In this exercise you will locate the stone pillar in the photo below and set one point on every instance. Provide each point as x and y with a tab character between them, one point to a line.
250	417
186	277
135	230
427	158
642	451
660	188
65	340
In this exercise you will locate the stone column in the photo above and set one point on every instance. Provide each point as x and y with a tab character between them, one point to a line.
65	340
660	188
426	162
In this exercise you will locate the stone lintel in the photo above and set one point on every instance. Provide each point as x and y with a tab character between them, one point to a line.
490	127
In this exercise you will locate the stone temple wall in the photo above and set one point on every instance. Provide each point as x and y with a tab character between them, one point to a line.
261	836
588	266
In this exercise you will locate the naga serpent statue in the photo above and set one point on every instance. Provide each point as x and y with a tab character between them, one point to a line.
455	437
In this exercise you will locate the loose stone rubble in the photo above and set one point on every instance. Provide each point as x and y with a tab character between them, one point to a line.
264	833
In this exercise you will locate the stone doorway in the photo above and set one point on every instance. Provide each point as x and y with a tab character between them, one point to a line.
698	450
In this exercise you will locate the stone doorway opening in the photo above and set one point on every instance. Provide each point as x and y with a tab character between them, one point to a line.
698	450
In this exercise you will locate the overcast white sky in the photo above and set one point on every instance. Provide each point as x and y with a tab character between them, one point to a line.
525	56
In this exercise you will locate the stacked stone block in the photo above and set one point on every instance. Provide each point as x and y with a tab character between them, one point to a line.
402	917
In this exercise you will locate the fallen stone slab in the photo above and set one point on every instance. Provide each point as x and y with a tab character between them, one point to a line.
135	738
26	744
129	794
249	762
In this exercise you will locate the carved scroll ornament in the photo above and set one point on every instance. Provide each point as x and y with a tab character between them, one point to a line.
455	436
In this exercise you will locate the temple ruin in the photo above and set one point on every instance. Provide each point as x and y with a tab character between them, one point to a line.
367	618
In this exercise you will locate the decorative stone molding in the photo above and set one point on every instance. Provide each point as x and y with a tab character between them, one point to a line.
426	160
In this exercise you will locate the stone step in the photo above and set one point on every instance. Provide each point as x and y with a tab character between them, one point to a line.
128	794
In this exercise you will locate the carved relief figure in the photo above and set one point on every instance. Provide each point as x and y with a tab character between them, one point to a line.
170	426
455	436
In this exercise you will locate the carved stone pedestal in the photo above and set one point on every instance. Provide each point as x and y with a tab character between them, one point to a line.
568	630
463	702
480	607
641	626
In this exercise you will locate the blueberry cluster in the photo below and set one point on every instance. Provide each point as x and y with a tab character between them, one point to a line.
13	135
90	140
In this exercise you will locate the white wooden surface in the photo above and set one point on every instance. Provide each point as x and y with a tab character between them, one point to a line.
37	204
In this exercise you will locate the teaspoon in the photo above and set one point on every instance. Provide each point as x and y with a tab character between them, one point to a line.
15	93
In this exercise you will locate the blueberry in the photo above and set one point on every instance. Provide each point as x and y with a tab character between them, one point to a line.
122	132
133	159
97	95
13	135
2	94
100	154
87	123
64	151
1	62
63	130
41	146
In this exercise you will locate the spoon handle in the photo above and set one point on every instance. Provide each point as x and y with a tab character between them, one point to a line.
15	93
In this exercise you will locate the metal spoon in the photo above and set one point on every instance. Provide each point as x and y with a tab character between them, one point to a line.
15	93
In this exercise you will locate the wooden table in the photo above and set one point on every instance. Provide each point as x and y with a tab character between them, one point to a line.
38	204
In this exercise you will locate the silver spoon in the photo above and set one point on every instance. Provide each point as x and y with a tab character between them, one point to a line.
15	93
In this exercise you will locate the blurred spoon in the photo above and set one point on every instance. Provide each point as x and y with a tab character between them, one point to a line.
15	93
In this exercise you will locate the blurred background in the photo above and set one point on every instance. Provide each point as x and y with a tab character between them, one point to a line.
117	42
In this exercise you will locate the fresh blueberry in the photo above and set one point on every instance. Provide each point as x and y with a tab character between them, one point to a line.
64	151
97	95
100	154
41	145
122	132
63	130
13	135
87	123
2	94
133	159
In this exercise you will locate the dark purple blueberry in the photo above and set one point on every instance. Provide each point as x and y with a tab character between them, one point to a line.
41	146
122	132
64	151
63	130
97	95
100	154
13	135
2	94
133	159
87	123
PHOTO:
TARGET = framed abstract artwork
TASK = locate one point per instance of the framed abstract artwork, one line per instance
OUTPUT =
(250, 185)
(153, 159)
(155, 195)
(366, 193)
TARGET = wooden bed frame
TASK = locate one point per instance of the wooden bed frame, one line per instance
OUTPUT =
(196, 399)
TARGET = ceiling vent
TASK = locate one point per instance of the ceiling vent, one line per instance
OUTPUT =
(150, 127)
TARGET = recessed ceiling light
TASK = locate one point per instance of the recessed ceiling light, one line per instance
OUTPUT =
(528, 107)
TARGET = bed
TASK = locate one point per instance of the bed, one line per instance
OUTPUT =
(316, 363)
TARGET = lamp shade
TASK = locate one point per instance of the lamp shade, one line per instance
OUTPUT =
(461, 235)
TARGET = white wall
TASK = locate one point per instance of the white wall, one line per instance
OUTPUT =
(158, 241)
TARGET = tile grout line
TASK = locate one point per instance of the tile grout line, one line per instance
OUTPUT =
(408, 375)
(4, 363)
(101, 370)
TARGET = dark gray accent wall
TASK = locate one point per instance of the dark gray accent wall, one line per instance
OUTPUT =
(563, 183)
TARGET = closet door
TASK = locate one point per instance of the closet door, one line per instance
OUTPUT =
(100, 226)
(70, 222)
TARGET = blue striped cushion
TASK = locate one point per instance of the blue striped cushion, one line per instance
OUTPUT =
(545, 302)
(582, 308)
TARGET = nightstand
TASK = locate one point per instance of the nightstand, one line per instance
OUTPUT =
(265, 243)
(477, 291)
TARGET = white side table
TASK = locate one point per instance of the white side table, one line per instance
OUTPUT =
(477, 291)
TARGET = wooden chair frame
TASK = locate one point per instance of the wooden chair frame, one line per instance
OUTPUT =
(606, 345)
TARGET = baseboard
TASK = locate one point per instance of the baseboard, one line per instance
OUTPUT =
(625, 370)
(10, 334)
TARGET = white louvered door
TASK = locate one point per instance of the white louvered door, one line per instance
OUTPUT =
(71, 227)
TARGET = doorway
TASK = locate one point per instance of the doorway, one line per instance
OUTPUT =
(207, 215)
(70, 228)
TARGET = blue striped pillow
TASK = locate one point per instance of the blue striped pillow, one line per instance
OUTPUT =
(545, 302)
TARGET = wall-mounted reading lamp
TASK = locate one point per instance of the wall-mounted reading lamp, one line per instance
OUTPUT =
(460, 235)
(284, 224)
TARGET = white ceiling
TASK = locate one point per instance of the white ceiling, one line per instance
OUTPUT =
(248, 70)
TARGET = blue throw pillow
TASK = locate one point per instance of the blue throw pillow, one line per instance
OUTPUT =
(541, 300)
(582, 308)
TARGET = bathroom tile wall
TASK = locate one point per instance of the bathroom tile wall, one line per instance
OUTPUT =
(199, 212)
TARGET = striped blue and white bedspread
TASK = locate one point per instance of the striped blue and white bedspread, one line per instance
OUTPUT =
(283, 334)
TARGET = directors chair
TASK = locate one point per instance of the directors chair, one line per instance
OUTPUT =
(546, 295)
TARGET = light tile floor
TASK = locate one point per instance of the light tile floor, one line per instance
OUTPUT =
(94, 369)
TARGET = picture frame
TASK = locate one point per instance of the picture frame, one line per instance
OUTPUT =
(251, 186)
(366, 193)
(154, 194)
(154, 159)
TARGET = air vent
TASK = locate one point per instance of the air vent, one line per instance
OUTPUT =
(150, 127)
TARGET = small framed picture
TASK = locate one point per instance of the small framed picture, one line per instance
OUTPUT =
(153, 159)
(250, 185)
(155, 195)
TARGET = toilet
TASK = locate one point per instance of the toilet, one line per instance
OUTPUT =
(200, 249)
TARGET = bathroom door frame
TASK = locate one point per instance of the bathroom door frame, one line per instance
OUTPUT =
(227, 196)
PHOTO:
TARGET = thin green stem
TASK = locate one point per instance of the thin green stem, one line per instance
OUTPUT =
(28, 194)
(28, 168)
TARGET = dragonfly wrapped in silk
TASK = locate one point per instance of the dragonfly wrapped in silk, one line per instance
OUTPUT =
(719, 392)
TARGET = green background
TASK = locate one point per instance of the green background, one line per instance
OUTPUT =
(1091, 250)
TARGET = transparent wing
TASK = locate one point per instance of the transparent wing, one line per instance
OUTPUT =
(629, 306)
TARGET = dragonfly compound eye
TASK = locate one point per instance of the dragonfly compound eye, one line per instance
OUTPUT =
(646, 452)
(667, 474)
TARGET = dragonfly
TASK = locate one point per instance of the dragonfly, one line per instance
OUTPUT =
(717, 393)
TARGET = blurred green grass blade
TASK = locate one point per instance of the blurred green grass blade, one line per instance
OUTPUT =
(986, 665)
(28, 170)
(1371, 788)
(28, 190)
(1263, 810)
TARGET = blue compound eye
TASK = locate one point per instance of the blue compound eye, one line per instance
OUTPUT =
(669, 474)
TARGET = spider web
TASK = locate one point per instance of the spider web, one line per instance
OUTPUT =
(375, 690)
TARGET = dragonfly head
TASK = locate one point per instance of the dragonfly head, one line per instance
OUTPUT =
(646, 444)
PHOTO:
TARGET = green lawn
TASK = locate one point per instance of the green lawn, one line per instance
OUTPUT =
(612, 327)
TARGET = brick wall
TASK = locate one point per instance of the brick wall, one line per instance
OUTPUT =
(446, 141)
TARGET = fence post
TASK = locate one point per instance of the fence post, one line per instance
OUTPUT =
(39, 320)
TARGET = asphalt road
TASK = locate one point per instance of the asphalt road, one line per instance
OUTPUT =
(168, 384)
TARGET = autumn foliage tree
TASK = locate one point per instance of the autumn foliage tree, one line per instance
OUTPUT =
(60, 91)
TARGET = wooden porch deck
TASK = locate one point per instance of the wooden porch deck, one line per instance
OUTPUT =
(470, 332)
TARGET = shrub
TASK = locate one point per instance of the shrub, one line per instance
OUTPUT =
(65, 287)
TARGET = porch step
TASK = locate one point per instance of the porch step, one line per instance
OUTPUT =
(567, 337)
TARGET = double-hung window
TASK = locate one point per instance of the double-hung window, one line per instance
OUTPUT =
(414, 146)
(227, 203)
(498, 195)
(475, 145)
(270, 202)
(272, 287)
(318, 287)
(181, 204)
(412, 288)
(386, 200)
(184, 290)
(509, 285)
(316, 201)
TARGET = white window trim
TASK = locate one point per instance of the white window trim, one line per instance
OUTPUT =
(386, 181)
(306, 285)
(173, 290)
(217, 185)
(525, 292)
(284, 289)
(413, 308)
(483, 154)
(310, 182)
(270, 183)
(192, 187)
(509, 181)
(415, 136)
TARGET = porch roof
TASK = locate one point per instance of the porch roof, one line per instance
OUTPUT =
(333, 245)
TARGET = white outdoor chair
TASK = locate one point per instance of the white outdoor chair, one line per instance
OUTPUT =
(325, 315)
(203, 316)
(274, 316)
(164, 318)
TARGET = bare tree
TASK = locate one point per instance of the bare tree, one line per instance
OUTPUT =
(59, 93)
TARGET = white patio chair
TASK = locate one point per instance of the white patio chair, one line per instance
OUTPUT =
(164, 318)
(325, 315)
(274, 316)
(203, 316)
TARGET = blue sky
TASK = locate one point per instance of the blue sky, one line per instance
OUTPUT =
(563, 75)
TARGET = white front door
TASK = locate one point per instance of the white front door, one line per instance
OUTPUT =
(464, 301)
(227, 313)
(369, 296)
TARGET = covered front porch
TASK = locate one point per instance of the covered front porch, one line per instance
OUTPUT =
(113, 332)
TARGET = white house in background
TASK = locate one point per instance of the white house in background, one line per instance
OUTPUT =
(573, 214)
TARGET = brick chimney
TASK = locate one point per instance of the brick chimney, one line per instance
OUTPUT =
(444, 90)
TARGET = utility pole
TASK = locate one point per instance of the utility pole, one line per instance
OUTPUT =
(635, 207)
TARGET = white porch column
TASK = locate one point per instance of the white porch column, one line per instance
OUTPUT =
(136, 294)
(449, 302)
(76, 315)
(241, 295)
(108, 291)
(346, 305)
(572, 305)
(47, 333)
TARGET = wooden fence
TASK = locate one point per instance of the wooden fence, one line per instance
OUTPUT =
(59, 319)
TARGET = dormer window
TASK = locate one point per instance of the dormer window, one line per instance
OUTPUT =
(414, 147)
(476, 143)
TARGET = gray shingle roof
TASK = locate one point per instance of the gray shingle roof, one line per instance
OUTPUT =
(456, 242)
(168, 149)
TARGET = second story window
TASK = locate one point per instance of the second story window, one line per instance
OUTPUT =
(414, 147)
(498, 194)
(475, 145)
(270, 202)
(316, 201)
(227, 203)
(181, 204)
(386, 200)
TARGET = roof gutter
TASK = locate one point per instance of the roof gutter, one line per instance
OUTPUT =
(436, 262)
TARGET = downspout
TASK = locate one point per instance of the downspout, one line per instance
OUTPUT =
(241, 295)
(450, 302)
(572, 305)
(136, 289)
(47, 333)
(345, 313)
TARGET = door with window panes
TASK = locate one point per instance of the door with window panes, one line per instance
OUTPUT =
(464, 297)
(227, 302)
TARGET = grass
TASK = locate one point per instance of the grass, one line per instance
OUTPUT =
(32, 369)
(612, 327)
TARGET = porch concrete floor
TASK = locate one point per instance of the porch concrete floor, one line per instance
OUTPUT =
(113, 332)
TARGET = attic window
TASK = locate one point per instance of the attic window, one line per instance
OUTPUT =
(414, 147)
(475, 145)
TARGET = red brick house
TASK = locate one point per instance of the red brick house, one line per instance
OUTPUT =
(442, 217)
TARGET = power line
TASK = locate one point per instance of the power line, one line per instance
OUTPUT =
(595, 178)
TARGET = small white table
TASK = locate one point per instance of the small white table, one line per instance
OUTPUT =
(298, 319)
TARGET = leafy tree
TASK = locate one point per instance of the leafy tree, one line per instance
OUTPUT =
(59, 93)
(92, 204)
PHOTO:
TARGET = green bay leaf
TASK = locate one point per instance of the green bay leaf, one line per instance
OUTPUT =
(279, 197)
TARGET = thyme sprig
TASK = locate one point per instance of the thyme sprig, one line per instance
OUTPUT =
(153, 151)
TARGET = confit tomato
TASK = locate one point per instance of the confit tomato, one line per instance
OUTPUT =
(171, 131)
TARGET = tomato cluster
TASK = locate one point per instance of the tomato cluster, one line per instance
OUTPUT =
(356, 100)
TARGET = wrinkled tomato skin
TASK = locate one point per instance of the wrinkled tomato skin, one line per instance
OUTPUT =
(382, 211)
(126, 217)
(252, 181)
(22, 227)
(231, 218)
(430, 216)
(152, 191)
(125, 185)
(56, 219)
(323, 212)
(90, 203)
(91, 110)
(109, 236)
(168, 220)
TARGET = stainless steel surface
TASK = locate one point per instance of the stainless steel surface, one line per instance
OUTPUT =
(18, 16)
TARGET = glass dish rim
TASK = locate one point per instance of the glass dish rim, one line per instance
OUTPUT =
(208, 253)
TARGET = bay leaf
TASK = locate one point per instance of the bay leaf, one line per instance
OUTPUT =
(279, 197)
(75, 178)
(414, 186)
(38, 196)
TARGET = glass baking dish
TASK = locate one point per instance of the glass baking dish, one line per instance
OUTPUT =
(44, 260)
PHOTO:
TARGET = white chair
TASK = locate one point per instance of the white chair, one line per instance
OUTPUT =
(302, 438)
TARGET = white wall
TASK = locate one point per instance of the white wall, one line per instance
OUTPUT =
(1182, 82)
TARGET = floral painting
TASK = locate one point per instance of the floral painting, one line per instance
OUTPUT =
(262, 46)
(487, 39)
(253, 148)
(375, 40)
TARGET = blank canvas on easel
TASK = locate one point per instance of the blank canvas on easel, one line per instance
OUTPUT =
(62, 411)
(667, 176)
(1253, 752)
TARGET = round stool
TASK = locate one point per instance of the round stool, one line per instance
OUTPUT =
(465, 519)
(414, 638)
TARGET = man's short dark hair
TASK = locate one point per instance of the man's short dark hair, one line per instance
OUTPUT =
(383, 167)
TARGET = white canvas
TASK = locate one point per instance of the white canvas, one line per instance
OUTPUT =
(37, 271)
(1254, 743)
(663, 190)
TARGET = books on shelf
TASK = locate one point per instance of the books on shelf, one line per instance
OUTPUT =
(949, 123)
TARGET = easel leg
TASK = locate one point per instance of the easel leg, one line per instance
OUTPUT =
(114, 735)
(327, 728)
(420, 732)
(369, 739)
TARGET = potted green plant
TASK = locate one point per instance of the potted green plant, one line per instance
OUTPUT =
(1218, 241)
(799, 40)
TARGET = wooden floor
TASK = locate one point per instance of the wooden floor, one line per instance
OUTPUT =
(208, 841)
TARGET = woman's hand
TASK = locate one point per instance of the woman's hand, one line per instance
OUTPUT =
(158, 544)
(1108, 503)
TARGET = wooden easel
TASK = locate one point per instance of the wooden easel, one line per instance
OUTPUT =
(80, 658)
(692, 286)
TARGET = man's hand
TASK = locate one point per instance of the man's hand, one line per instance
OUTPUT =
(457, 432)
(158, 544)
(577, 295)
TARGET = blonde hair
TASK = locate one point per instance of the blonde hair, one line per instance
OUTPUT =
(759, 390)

• • •

What the task asks:
Convert the data between the lines holding "TARGET = easel leg" and "(1108, 503)", inclusive, into a JSON list of strings with one string per line, leaving out any blank lines.

Response to this task:
[
  "TARGET = easel leg",
  "TASK = locate one point per instance of the easel leg, one line per instance",
  "OUTPUT =",
  "(114, 735)",
  "(327, 728)",
  "(420, 732)",
  "(369, 739)",
  "TARGET = potted green plant",
  "TASK = locate one point per instance of the potted green plant, one line per instance",
  "OUTPUT =",
  "(1218, 241)",
  "(799, 40)",
  "TARGET = wooden floor",
  "TASK = locate one point per instance of the wooden floor, one line per instance",
  "OUTPUT =",
  "(208, 841)",
  "TARGET = woman's hand",
  "TASK = locate one point per instance of the woman's hand, one line per instance",
  "OUTPUT =",
  "(158, 544)",
  "(1108, 503)"
]